## Page excerpt
________________________________________

Proposed bill sent back to House of Commons
By Cazzy Lewchuk, Staff Writer
A provision to the Canadian Human Rights Act known as Bill C-279 has been amended and sent back for debate in the House of Commons. The bill, which covers issues of transgender-inclusiveness, likely won’t pass until after the next federal election.
The Canadian Human Rights Act is a statute currently part of the Canadian legal code, allowing equal opportunity to all citizens of Canada. Currently, the full text of the bill allows for claims of discrimination based on nationality, race, sex, sexual orientation, religion, disability, marital and family status, pardoned or suspended conviction, and age.
Introduced by NDP MP Randall Garrison, Bill C-279 is informally known as the “Gender Identity Bill.” The proposed amendment has been introduced in the House of Commons to add the phrases of “gender identity” and “gender expression” into the Human Rights Act. This proposal would also add the phrases to the Criminal Code of Canada in the section of determining hate towards those groups as a motivation for sentencing. The bill would protect the rights of all individuals in Canada from discrimination on the basis of their sexual identity and gender, particularly affecting transgendered or otherwise non-gender-binary citizens both civilly and criminally.
Although the act has been passed in favour by Parliament, it was vetoed by the Senate due to proposed amendments that must go back to Parliament for further study. The bill was originally passed by Parliament on March 20, 2013, with unanimous support from Green, NDP, Liberal, and Bloc Quebecois MPs. Although the majority of Conservative MPs voted against the bill, 18 of them voted in favour. Bill C-279 has since been delayed and amended by the Senate, particularly the Conservative majority section.

________________________________________

## Tasks for this exercise
**1.** Rewrite the stretch of the Bill C-279 article from "Although the act" through "Conservative majority section.", replacing "vetoed" with "rejected".
**2.** Answer these questions using the Bill C-279 article:
(a) Which MP introduced Bill C-279?
(b) On what date did Parliament originally pass the bill?
(c) How many Conservative MPs voted in favor of the bill?
**3.** Continue the Bill C-279 article from where it stops.

## Data section
________________________________________

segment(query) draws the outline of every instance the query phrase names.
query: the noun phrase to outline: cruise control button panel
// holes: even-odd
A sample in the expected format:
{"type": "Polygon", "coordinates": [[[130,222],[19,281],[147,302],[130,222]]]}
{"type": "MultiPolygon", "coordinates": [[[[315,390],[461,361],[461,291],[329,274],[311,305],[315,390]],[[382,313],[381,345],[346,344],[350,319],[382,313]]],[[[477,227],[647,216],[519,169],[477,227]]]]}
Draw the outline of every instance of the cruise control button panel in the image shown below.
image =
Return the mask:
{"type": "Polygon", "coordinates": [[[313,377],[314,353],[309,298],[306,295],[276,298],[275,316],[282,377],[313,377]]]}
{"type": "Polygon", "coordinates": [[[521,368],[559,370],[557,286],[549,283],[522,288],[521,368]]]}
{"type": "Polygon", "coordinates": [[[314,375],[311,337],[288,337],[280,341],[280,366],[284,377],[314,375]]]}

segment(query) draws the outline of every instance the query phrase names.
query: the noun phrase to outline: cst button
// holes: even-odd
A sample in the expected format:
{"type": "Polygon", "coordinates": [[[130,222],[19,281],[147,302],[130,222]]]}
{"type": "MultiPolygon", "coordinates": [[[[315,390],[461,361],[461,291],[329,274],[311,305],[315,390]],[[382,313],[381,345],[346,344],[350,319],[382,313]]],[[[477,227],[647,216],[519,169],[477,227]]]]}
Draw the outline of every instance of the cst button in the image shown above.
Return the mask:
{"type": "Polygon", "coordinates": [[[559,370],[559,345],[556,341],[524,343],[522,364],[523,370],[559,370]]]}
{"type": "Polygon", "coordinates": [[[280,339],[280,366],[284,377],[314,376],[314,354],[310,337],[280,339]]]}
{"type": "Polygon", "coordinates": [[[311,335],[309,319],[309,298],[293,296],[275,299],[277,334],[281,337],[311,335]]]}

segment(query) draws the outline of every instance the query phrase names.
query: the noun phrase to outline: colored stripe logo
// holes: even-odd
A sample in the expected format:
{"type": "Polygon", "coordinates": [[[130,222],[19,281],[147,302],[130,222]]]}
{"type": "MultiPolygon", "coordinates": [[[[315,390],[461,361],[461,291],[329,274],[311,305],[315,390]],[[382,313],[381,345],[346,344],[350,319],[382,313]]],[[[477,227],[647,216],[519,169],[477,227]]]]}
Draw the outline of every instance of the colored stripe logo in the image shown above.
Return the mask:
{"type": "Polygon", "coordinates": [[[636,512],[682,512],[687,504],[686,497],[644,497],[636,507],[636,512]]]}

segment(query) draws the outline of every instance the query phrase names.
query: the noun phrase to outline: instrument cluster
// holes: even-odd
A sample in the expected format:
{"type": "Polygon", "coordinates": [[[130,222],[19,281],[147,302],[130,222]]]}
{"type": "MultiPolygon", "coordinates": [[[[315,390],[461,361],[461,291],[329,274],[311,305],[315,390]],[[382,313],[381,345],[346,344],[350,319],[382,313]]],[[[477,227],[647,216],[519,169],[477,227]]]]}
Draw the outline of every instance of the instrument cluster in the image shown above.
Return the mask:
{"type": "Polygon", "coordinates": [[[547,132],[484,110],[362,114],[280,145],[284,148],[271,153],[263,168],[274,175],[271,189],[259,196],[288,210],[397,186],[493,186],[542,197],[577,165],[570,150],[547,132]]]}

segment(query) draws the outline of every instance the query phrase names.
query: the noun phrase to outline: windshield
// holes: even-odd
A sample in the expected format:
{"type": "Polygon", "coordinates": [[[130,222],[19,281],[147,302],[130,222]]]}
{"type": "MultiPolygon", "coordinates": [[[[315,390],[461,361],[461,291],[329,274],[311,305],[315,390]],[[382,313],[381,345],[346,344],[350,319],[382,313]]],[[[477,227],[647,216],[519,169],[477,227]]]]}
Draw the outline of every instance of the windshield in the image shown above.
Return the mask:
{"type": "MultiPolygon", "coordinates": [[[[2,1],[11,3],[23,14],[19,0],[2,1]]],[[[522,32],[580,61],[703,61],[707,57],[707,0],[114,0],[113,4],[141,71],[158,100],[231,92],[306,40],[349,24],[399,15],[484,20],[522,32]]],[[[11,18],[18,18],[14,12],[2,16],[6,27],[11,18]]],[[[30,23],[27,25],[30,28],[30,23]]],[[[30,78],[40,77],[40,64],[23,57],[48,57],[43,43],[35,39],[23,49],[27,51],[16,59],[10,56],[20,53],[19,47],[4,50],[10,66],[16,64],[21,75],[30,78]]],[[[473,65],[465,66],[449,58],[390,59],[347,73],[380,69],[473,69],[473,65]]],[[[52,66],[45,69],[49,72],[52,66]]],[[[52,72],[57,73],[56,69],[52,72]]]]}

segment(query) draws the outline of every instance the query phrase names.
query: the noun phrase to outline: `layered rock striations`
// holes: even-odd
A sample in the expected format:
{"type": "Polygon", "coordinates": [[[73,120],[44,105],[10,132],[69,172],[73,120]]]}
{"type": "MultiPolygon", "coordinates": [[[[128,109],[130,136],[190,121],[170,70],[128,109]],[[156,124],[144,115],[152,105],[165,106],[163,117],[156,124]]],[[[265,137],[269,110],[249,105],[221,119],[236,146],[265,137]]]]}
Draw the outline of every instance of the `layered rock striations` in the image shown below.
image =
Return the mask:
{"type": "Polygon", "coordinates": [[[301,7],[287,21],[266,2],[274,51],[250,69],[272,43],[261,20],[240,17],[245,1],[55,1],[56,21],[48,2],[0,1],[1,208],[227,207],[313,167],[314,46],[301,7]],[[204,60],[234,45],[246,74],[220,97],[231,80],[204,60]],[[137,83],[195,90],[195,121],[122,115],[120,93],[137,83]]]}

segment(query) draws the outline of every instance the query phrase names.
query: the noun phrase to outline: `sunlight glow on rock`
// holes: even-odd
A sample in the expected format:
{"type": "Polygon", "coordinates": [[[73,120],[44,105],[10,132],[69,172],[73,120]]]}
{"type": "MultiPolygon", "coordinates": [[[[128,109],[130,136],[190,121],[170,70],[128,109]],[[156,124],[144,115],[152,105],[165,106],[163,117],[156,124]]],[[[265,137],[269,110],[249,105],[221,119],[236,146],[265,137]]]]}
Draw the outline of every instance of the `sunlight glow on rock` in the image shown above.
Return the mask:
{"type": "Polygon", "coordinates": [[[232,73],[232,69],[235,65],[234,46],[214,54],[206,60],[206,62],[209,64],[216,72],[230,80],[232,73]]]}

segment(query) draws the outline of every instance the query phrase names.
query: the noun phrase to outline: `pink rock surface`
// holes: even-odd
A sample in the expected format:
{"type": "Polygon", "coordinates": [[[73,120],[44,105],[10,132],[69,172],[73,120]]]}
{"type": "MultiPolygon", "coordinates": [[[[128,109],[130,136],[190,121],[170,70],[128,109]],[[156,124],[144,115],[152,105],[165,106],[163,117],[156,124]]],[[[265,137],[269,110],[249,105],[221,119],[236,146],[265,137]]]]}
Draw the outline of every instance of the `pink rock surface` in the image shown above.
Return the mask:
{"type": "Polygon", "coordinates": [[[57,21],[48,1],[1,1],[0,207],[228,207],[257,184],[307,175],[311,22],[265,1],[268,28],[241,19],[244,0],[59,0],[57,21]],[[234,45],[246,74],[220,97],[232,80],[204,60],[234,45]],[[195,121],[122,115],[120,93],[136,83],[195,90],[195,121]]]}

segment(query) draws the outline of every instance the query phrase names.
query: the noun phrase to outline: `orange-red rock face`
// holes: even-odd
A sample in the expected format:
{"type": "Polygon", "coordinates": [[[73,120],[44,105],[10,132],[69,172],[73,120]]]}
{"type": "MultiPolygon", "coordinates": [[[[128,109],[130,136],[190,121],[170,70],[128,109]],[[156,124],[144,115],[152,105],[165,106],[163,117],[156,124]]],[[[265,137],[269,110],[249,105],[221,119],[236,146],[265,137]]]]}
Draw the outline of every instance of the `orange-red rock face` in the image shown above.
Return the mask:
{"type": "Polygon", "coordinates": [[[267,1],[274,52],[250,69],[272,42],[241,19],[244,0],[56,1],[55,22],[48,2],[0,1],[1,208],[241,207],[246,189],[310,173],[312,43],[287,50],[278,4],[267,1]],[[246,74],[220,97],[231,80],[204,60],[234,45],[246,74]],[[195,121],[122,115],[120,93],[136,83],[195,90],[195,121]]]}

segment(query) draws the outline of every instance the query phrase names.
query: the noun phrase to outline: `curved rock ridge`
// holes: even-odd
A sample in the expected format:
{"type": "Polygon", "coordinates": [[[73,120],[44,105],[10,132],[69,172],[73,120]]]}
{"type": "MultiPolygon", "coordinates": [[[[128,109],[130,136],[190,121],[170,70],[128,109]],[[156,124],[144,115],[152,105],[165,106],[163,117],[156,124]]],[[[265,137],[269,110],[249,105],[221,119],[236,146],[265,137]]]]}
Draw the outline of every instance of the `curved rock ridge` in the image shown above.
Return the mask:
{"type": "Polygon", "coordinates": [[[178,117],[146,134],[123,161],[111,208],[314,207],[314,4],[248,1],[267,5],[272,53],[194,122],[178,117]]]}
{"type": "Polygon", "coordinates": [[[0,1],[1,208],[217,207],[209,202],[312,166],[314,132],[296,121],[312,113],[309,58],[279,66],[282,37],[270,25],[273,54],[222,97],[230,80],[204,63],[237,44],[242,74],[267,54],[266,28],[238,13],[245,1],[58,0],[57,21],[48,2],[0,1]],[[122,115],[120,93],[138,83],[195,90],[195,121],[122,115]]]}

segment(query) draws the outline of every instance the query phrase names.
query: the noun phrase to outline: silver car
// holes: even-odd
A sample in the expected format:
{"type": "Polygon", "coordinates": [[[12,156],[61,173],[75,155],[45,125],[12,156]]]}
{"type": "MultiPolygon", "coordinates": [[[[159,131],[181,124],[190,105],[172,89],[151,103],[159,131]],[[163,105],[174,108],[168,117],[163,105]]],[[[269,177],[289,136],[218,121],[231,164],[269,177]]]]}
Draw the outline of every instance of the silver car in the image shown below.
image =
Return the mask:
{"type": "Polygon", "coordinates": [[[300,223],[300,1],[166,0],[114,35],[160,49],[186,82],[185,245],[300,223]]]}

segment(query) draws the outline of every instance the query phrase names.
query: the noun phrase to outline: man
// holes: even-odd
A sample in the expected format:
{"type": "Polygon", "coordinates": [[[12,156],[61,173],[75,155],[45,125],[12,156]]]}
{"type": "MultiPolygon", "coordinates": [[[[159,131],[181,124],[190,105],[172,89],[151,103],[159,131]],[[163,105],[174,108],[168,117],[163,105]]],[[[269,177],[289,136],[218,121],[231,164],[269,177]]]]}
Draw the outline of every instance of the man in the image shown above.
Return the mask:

________________________________________

## Task-by-task outputs
**1.**
Although the act has been passed in favour by Parliament, it was rejected by the Senate due to proposed amendments that must go back to Parliament for further study. The bill was originally passed by Parliament on March 20, 2013, with unanimous support from Green, NDP, Liberal, and Bloc Quebecois MPs. Although the majority of Conservative MPs voted against the bill, 18 of them voted in favour. Bill C-279 has since been delayed and amended by the Senate, particularly the Conservative majority section.

**2.**
(a) NDP MP Randall Garrison
(b) March 20, 2013
(c) 18

**3.**
Conservative Senator Don Plett has introduced an amendment that would prevent transgendered people from entering designated single-sex areas, such as washrooms, under the basis that this could allow “biological males” to enter designated female-only facilities.
Other politicians have criticized Plett’s stance on the issue, including Garrison himself, who the Globe and Mail reported said the amendment, “is contradictory to the whole purpose of the bill and illustrates the transphobia the bill is designed to fight.”
The House will be breaking for the summer before being dissolved in preparation for the upcoming federal election (likely) on October 19. The bill is unlikely to be debated and passed again for injunction until Parliament is back in session, delaying its process for another year.
Although the Human Rights Act and Criminal Code protect all Canadians on a federal level, each province has a separate law in its own code that may amend or add rights to certain groups. Six provinces—Ontario, Prince Edward Island, Manitoba, Newfoundland, Nova Scotia, and Saskatchewan—have introduced acts protecting sex and gender identity in their codes since the bill was originally suggested in Parliament.